Balancing Life and Work

FILE - In this Feb. 28, 2015, file photo, Chicago White Sox's Adam LaRoche, left, and his son Drake walk to the White Sox's clubhouse during a photo day before a baseball spring training workout in Phoenix. Kudos to Adam LaRoche for wanting to spend time with his son, and walking away from a $13 million salary to make sure that happened. But there's nothing wrong with the White Sox telling the now-retired first baseman that "Bring Your Child To Work Day" couldn't be every day. (AP Photo/John Locher, File)

Adam LaRoache walked away from a $13 million contract with the Chicago White Sox last week rather than submit to the club’s request that he not bring his 14-year old son Drake with him so often. During his 4 years with the Washington Nationals Adam brought Drake to spring training and all of their 162 games.    Drake has been home-schooled so that he could travel with his dad.

### Given records
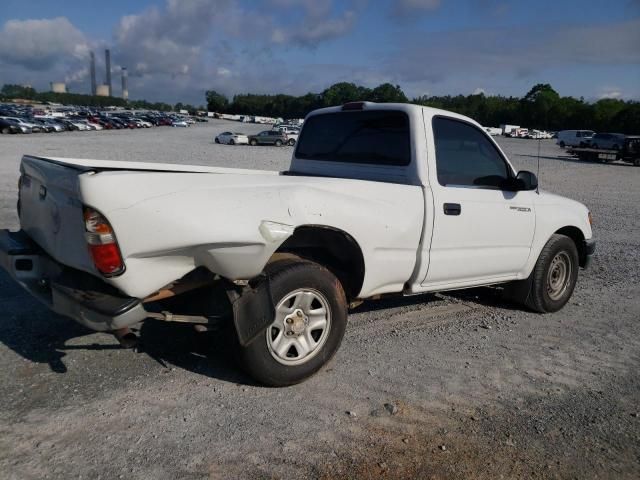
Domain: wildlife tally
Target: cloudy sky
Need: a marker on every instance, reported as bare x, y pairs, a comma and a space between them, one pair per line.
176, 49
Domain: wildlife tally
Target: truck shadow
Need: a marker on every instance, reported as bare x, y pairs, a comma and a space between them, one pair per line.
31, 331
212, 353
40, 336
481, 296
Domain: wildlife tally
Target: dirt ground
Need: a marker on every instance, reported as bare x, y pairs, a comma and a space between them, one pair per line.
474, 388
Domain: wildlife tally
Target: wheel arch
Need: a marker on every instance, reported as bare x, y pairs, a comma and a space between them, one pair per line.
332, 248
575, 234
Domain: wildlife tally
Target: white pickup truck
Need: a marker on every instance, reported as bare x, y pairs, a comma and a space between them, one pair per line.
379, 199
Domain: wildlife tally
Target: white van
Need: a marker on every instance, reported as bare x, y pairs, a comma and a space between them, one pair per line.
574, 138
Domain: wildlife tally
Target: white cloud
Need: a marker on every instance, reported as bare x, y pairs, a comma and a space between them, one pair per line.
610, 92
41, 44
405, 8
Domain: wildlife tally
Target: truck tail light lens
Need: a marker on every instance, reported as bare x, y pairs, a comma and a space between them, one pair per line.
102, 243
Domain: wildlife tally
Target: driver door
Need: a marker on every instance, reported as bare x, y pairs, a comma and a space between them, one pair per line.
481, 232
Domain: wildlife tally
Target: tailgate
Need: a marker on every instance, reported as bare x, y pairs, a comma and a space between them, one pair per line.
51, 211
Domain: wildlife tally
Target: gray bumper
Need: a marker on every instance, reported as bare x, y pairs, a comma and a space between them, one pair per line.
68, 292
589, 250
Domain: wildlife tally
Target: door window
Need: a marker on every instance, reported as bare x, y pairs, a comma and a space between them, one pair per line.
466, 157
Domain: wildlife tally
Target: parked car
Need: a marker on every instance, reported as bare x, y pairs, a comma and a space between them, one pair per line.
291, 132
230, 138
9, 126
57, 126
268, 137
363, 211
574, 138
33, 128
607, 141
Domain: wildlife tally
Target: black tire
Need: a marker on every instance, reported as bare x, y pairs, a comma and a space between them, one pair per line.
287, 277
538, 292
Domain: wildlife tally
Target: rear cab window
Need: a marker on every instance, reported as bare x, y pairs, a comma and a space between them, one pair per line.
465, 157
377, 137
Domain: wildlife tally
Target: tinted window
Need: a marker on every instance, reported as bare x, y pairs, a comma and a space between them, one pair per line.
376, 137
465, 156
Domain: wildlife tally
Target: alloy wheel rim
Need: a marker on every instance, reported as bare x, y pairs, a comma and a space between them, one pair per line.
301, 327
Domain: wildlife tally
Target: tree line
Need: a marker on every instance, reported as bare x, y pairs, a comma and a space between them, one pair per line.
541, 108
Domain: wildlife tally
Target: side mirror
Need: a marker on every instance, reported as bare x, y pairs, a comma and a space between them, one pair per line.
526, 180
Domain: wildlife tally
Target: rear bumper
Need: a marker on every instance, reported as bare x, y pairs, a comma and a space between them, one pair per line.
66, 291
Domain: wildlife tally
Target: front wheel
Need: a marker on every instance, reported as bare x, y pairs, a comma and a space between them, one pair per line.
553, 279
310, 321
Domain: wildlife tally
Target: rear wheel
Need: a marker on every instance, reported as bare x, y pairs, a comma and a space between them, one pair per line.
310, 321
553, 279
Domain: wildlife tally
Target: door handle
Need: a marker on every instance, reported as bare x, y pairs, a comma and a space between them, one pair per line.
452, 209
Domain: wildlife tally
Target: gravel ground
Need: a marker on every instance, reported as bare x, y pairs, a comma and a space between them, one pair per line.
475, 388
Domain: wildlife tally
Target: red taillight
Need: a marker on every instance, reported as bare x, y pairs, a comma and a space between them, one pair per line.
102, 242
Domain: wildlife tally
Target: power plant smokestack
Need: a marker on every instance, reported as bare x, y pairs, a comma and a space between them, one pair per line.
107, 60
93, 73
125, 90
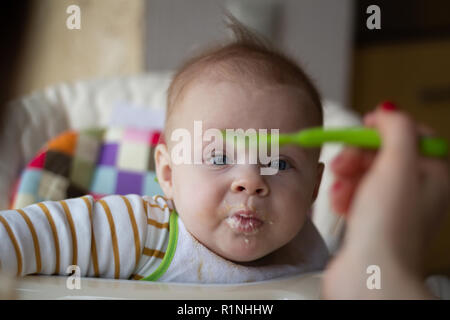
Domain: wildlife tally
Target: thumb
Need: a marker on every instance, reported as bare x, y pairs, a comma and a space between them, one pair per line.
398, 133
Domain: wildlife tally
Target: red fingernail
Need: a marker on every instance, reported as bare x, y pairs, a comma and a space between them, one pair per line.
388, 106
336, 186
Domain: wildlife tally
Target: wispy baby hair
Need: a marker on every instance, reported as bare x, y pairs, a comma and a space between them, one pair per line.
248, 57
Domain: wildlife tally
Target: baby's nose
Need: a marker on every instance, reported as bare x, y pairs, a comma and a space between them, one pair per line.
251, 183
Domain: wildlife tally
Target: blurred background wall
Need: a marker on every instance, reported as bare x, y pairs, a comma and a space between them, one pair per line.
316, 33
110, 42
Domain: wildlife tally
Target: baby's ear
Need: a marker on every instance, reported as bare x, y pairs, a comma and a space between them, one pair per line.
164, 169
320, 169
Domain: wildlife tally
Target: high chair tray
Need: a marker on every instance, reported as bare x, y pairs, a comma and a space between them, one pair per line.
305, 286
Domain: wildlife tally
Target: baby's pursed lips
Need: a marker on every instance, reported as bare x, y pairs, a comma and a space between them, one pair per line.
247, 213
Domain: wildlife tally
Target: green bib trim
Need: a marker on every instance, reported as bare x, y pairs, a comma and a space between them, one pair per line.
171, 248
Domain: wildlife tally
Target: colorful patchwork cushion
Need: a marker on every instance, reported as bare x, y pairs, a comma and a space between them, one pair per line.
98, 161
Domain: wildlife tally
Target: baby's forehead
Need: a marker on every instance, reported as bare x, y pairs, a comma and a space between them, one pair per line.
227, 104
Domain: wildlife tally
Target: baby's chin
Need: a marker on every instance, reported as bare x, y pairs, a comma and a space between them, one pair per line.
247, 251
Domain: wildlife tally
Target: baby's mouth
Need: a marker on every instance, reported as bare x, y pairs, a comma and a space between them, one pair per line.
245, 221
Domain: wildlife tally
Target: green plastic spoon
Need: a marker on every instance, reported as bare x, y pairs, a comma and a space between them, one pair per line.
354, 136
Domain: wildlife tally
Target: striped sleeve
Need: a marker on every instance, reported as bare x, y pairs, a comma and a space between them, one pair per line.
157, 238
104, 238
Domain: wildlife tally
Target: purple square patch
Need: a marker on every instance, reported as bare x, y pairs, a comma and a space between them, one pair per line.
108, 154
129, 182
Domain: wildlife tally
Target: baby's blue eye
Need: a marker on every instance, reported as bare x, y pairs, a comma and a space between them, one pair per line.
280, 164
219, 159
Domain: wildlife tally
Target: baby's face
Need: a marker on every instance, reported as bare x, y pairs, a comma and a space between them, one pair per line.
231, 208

...

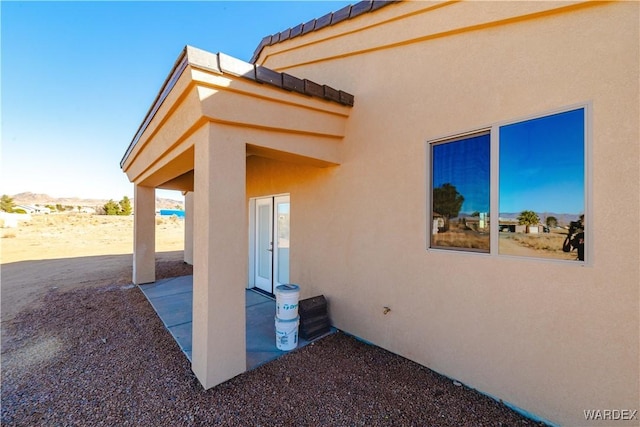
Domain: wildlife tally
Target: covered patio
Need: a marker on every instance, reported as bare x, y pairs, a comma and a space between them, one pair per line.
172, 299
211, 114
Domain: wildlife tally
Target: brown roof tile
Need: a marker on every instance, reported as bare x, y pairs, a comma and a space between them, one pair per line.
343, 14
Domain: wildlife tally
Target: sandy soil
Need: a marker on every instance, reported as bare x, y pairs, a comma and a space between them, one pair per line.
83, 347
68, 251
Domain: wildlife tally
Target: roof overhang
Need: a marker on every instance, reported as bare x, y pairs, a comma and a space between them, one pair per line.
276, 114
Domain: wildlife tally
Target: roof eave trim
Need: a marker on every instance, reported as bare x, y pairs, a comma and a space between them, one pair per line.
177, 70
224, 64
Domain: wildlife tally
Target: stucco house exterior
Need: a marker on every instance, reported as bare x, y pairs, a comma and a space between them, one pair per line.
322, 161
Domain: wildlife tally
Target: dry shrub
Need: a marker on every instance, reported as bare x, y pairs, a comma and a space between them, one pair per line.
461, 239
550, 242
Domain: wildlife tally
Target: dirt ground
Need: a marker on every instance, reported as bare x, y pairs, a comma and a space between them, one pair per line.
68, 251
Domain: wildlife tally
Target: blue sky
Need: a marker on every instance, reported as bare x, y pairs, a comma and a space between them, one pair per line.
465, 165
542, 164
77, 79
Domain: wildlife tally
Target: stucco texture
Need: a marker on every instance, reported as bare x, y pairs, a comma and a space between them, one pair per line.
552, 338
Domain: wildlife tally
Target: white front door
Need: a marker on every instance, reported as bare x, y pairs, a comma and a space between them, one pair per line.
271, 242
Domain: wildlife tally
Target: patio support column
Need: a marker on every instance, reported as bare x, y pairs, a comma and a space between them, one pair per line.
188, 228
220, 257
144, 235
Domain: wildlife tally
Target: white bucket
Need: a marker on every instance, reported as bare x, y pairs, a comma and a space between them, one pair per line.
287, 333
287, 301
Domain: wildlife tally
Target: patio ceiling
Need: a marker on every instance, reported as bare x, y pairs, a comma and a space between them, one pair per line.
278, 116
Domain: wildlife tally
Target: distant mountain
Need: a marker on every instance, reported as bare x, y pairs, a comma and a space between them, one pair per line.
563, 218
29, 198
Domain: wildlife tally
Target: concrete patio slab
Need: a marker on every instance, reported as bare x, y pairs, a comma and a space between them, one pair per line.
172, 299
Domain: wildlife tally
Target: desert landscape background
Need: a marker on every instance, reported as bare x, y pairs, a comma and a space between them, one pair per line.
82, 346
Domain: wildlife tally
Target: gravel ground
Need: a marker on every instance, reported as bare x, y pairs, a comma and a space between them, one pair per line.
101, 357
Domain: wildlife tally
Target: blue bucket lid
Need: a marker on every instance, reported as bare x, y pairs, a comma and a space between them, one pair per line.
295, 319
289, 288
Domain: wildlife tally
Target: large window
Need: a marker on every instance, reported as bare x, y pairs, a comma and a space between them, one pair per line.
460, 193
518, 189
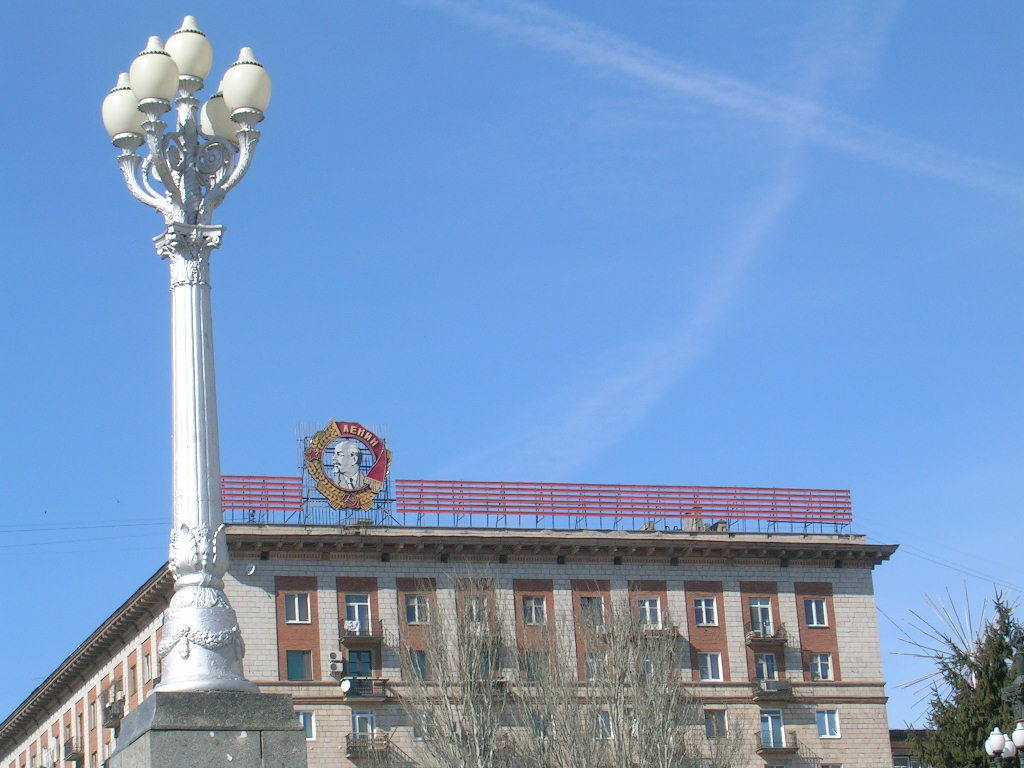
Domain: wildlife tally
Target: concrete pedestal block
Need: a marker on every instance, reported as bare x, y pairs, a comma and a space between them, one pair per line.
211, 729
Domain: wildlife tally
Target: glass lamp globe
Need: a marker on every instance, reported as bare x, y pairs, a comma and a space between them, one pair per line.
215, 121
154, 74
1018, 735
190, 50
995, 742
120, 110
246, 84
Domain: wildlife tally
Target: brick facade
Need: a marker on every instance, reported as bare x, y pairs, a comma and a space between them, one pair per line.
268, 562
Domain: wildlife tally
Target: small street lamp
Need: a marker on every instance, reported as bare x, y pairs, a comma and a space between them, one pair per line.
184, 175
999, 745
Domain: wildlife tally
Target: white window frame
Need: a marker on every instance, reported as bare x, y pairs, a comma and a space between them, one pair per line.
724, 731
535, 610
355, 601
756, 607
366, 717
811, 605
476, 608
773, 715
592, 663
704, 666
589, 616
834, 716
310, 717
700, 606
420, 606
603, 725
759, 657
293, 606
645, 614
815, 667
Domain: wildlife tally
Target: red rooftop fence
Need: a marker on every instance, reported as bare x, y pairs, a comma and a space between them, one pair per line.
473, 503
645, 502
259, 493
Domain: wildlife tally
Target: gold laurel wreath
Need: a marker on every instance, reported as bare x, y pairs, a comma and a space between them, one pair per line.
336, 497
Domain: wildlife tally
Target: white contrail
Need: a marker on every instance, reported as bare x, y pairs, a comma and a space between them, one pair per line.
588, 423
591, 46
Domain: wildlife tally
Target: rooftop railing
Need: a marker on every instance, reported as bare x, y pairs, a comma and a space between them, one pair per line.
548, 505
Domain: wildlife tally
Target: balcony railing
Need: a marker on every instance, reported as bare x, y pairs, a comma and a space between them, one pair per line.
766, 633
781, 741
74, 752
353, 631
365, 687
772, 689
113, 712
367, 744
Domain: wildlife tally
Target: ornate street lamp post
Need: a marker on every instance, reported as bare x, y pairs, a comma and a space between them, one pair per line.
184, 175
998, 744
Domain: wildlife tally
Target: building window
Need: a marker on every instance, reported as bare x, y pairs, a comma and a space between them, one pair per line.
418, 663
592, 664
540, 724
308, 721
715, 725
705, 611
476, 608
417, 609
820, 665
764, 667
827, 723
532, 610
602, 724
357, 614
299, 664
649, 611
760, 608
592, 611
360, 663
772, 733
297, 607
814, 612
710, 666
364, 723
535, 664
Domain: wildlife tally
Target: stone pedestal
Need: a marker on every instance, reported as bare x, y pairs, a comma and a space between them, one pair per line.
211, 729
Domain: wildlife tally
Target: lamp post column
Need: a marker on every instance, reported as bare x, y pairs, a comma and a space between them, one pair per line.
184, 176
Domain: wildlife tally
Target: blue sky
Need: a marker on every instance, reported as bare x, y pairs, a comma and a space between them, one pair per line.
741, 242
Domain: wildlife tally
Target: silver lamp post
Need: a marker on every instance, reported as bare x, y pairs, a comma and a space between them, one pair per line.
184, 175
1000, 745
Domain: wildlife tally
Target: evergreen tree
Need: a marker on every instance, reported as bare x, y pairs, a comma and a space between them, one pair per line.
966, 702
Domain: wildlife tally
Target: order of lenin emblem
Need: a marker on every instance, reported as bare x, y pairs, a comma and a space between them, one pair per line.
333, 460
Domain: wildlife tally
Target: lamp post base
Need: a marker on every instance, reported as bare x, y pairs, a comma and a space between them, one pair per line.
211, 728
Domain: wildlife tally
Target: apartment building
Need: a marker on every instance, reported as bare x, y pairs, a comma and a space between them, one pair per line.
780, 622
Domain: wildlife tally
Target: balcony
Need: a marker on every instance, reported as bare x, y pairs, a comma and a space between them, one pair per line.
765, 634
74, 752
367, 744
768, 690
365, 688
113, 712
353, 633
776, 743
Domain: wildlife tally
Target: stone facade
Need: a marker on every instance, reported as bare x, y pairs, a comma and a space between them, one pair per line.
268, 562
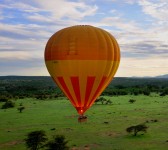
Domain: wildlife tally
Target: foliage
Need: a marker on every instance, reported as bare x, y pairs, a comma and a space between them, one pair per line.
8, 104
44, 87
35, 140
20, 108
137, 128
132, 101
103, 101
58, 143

### Given instruction A
Filter the listing and copy each line that contains the word "balcony".
### Given instruction B
Proceed with the article about Adam LaRoche leaving the White Sox, continuing from its last sentence.

### Written response A
Target: balcony railing
Target: balcony

### Written response B
The front-page Washington Post story has stirred conversation beyond sports – ‘his decision to quit became bigger than baseball.’

In a statement LaRoache wrote:

“As fathers, we have an opportunity to help mold our kids into men and women of character, with morals and values that can’t be shaken by the world around them. Of one thing I am certain: we will regret NOT spending enough time with our kids, not the other way around.”

He had the support of his teammates.

White Sox outfielder Adam Eaton told reporters, “I think a lot of people have stepped back and said, ‘If a man can step away from $13 million more for his family and his son, what does it take for me to spend a little more time with my kid or take a little more responsibility for my family situation.”

Each leader has to balance work with other important life priorities. While no one I know of has the opportunity or privilege of bringing a child to work everyday, everyone I have coached has recognized the importance of getting the balance right. A few have regrets, as LaRoache said, for not spending enough time with our kids.

For some of us it’s about spending time with grandchildren. I recently attended the annual grandparents day at the nearby elementary school where our two youngest attend – Hillman in kindergarten and Libby in the second grade. In his welcome, the principle emphasized how important grandparents are to kids.  I’m thinking that time together with them may be as important for me as it is for them.IMG_1457

When our work is finished, the time we have spent with family and friends will mean as much, if not more than our careers and callings.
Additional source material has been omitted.